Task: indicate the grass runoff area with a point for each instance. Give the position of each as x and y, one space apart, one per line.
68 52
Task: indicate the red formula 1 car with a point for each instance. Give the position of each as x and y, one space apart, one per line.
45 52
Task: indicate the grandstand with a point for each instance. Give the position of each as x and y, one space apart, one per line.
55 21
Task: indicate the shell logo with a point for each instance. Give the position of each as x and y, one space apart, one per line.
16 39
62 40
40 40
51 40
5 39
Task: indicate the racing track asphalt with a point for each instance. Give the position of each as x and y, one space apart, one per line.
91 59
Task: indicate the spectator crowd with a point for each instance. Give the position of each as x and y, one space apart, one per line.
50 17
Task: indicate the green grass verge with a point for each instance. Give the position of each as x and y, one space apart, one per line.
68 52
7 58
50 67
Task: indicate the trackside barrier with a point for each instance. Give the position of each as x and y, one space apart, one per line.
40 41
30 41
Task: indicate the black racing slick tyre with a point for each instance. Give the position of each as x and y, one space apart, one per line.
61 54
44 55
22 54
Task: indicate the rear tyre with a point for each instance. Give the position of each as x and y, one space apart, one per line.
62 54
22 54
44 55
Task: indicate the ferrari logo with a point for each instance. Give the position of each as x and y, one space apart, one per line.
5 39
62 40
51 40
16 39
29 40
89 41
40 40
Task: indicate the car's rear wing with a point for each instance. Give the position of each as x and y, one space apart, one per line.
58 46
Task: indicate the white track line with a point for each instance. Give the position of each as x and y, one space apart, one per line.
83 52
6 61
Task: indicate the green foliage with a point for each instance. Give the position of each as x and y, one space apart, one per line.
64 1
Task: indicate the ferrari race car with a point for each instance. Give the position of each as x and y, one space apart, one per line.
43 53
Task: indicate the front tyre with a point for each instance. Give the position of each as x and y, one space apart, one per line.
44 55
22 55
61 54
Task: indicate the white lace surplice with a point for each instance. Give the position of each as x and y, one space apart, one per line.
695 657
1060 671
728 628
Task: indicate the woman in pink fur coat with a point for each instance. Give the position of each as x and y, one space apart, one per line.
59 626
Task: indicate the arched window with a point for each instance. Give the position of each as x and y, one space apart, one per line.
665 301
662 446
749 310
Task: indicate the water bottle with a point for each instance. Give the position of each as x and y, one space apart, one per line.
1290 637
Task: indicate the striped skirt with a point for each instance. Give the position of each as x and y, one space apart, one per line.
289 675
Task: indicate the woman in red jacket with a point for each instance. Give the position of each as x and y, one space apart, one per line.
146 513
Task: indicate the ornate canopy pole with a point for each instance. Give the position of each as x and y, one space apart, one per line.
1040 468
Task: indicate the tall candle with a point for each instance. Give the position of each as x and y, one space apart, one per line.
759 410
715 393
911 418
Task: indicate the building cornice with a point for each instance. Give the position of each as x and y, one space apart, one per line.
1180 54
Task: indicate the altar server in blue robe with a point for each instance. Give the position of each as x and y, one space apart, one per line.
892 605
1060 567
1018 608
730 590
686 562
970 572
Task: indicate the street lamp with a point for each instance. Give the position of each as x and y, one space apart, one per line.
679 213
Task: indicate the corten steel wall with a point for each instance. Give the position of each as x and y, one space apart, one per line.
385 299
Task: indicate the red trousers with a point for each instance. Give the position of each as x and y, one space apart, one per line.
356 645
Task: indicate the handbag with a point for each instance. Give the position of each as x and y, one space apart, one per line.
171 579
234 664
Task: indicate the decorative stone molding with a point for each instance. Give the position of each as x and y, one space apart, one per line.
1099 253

──────

_Written problem_. Copy out every one of the lines above word for word.

_Written answer_.
Task: indicate the grass runoff area with a point for each instance. Give the position of each as x and y, one space apart, one per line.
68 52
Task: indicate the red formula 1 car with a point for each instance. Give the position of each as x and y, one space apart, one per line.
45 52
Task: indicate the grandstand with a point for each instance. Give the position of each as x and y, one space apart, one per line.
55 21
Task: indicate the shell logo with a point for each instance. Give the position of each as x and y, one space apart, one per line.
16 39
62 40
40 40
51 40
5 39
Task: indicate the racing track asphalt with a point for each instance. Give the position of each as x and y, one space apart, one per line.
91 59
Task: indicate the spectator crowd with a point for each instance. Give the position of each as x and y, one space apart, one per line.
50 17
Task: indicate the green grass verge with a point for each instance. Give the position of each as x and y, one space apart, one per line.
68 52
7 58
50 67
Task: indicate the trackside barrier with a point for each instance. Give the position of each as x and y, one space apart, one per line.
40 41
30 41
Task: indicate the black racing slick tyre with a point for each instance. Give the position of each as x and y, one space apart, one per line.
61 54
44 55
22 54
Task: indicate the rear tyre with a point for each instance. Give the position of each as x and y, one space apart, one per line.
62 54
22 54
44 55
Task: indicate the ferrari logo with a point for each instance. Give the position of each as x and y, one space apart, one per line.
5 39
62 40
51 40
16 39
29 40
89 41
40 40
Task: indicate the car's rear wing with a point for each instance. Give the position of each as x and y, one space apart, one per line.
58 46
Task: indicate the white track line with a point for each instance. Give the position of each as x and y, one space apart, one per line.
83 52
6 61
Task: indicate the green foliage with a point for each instance. Give the position of each as x and y, one space apart, one per line.
64 1
Task: indicate the ferrari race car with a point for each instance. Give the position of each as x and y, one space apart, one per line.
43 53
Task: indicate the front tyre with a point for each instance. Give the position of each as x and y, one space apart, one per line.
44 55
22 55
61 54
Task: indicate the white lace surplice with a point for each instance. Give the position of each as x and y, one space apart, one per line.
695 657
1060 671
728 628
Task: indicate the woman in pink fur coat with a point for each instance. Give the position of each as x and y, one space apart, one per line.
59 626
Task: indicate the arched window with a point for each instance. Give the position of each as x and y, one space apart, one per line.
665 301
662 446
749 310
Task: indicate the water bottle with a point for each instance. Give the position of each as x and y, one space apart, one per line.
1290 637
Task: indicate the striped skirt with a point for each instance. Give the position of each as x and y, one space apart, one per line.
289 675
Task: indicate the woman in red jacket with a point for each instance. Give the position of each as x and y, one space apart, one per line.
146 513
Task: indicate the ornate canopy pole with a point for each instance. Give the position of each as x and y, one space apart, one per line.
1040 468
Task: indicate the tall candle with a point for each instance. Give the position of each as x and y, one space apart, one per line.
759 410
715 393
911 418
Task: indicate the building cornice with a point for each instance. Give the position of each as x and y, one space apart, one per line.
1180 54
Task: indicate the altar server in blue robe with a point for each instance. Give the position of each as x and y, one space apart, one per line.
892 605
1060 567
1018 608
730 590
686 562
970 572
Task: indicate the street lamp with a point for each instance. Give the position of each as x and y, one space apart, one per line.
679 213
Task: indicate the corten steel wall with a point for each instance. Give the position of each as x and y, one space apart, one per line.
385 299
Task: indicate the red trousers with a point for each instance. Give the position of each as x and y, one space apart, one per line.
356 645
Task: indicate the handbag with a point for each instance. Give the position of each as x and y, one space apart, one per line.
171 579
234 664
Task: indicate the decorative stone molding with a point for each instance. Give the position of each as x and y, one space apart, one per line.
1099 253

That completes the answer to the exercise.